Format the items below as a two-column CSV with the header columns "prompt" and "points" and one row per item. Put each item's text and its answer in their own quoted fields, replace line breaks with spaces, and omit the pictures.

* Start *

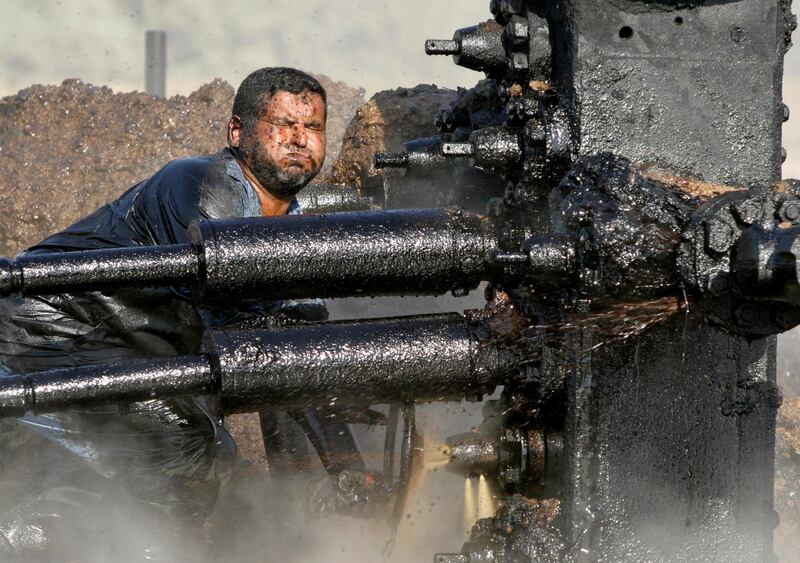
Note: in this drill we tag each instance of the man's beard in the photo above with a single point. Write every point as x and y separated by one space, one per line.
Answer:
278 181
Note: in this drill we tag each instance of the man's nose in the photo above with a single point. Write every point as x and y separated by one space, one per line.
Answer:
299 135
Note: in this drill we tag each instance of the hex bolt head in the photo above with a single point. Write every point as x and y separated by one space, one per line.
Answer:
787 318
790 211
517 29
718 284
535 132
746 211
746 314
719 236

* End *

RESULT FOR THIS EXERCISE
prompt,points
"Note: in this drill we tag each instance of the man's beard in the photo above with a single point. Write every point as x and y separated by one space, one per line. Answer:","278 181"
"Note: in this drill we tag each instance of the man's nose in the photo above with a single point. Write every point as x and y separated by one space, one per line. Answer:","299 135"
"Note: in this drill we tag each instance of the hex bolt head in the photo above with a single point. Write every point as x and y separated by one space, one per line. Answer:","787 318 790 211 517 29 718 284 535 132 746 211 746 314 719 236"